(Stored records)
_____
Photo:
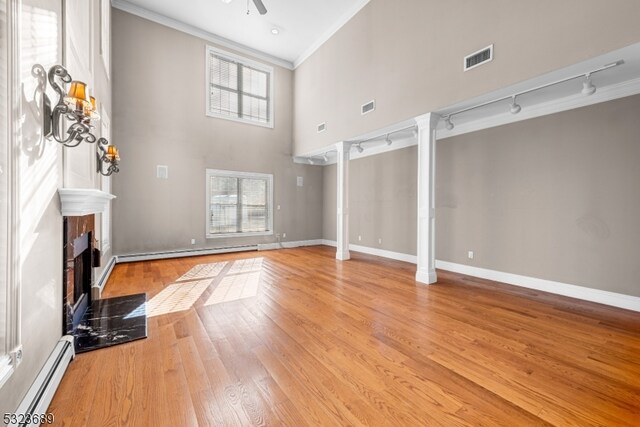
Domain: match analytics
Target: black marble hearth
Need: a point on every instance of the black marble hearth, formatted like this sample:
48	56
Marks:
112	321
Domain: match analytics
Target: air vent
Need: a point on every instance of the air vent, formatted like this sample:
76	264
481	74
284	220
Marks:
368	107
478	58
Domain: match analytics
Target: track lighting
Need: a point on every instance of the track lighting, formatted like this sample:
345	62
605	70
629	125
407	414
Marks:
587	87
515	108
448	123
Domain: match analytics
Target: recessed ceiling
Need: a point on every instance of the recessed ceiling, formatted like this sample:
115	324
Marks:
302	25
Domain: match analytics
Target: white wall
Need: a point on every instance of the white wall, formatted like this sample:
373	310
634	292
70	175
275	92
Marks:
40	173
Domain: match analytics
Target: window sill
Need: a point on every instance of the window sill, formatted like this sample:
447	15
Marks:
240	120
6	369
227	235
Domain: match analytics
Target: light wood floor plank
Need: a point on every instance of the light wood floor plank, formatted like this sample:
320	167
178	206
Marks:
295	338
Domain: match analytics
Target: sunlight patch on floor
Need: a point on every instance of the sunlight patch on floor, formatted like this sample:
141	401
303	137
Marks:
203	271
177	297
235	287
240	281
246	266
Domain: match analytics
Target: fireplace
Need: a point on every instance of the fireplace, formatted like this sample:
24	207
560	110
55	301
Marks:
78	269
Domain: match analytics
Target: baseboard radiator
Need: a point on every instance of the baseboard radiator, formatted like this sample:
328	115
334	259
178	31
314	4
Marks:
39	396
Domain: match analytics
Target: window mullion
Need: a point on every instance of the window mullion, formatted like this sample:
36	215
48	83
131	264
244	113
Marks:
240	89
239	207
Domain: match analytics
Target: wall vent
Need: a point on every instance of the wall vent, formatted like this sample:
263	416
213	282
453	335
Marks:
368	107
478	58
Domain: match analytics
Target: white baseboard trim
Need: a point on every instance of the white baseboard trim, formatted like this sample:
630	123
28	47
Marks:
426	277
594	295
289	245
181	253
384	253
375	251
41	392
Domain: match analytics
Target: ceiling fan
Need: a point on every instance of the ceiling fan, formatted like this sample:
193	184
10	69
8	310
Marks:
258	3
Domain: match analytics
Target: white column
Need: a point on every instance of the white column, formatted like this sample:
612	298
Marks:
342	223
426	272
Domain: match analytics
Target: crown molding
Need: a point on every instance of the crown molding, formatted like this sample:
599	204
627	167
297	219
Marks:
339	23
197	32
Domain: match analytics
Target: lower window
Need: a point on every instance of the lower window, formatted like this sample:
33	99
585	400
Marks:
239	203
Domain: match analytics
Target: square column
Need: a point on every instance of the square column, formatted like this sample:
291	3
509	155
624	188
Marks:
426	272
342	223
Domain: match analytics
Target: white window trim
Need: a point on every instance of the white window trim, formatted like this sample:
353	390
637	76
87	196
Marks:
10	360
105	36
105	185
218	172
251	63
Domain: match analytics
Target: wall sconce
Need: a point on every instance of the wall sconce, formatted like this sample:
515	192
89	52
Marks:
107	155
75	106
80	111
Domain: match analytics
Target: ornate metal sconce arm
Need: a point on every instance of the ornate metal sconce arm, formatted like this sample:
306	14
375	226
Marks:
78	109
107	155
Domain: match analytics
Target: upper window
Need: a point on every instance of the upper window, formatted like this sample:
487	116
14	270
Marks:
239	89
239	204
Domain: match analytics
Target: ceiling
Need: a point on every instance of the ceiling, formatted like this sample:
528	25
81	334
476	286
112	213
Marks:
303	24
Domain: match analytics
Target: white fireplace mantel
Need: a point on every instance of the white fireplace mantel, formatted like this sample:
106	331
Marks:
83	201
_____
**Instructions for the task:** Leaving out the pictures, repeat the data above exactly.

**The result:**
Photo:
Domain: match analytics
Target: black marble hearth
Need: a point on every instance of the black marble hearth, formatted like this sample:
48	56
Marks:
112	321
Domain: match analytics
Target: air vent
Need: a point on every instance of the air vent, formatted like this sample:
76	264
481	74
284	220
Marks:
368	107
478	58
Domain: match analytics
Target: track lighting
Need: a point on every instance of the track lighting, formatted like this sample:
345	62
605	70
629	125
407	414
Marks:
587	87
515	108
448	123
Domain: match analytics
Target: recessed ceiling
Need: a point on every instance of the recessed ceiling, formatted like this sample:
115	324
Marks:
302	25
Domain: match analytics
Target: white wall
Need: a point on every instance of the white wall, formatted like this sample:
373	310
634	292
70	175
275	92
Marks:
40	173
Domain: match analytics
Target: window sill
Need: a point on every instance of the window sill, formatted like this sample:
447	15
Marks:
240	120
6	369
227	235
Domain: match analytics
Target: light wood floor plank
Need: a point on every instance of the light wood floor plank, formatted like this sample:
320	167
178	206
Marks:
295	338
Domain: match analytics
Target: sunlight patch on floor
Need: a point on every instance of the sunlight patch on floor, formatted like this sample:
141	401
303	137
Marks:
203	271
177	297
235	287
240	281
246	266
Domain: match analytics
Target: fireplace
Need: a point on every instance of the fireplace, formatted like this sample:
24	207
560	110
55	301
Marks:
78	269
Domain: match analytics
Target: baseboard radiator
Need: a point on every instance of the baseboard radiator, formatted like this sample:
328	115
334	259
178	31
314	4
Marks:
39	396
Domain: match analytics
Target: window mullion
Need: a point on every instance of the window mullion, formatted like this sample:
36	215
48	83
131	264
244	113
Marks:
240	89
239	207
Domain: match analytics
Target: wall vent
Need: a point on every instance of the wall vent, formatted like this sample:
263	416
213	282
453	335
Marks:
368	107
478	58
Domain: match analytics
Target: white baseboard trim
Need: a point on every instance of the white baseboard trim, formatted like this sample:
630	123
28	47
Marks:
426	277
594	295
289	245
181	253
384	253
375	251
41	392
Domain: match analytics
Target: ceiling fan
Need: a point on every instance of the ceiling fan, formatted like this sample:
193	184
10	69
8	310
Marks:
258	3
Domain: match analytics
Target: white column
Need: a point on every instance of the white column, formatted like this sample:
612	298
Marks:
342	223
426	272
Domain: match analytics
Target: crown molding
Need: a point on every instance of the crown molding, formatted like this sample:
599	204
627	167
297	219
Marks:
339	23
197	32
Domain: match analytics
Target: lower window
Need: a point on every instance of the lower window, formatted like this sample:
33	99
585	400
Marks:
239	203
Domain: match analytics
Target: square column
Need: a point on every instance of the square column, formatted like this sample:
291	3
509	155
624	188
Marks:
426	272
342	223
Domain: match analytics
Target: white window trim
Need: a point on every instance of the white window trim, formatted like this sample:
353	390
637	76
87	196
Marks:
10	360
105	36
105	185
218	172
251	63
Domain: match analytics
Target: wall sconce
Need: a point on every instance of the wall sconce, formatted like this sample:
515	192
89	52
Marks:
107	155
75	106
80	111
Domain: match analytics
Target: ornate metal sconce arm
Need: a point on every instance of the ornate metal sconce arm, formatted like this sample:
306	14
375	226
Marks:
78	109
107	155
Domain: match analytics
Target: upper window
Need: a point on every instance of the upper window, formatted like this sample:
487	116
14	270
Marks:
239	89
239	204
Domain: match analytics
Target: ceiling
Need: a point on every instance of the ceiling, formatted like this sample:
528	25
81	334
476	286
112	213
Marks:
303	24
Domain: match analytics
Target: white fireplace mantel
Need: a point on every instance of the white fireplace mantel, formatted like this sample:
106	331
Marks:
83	201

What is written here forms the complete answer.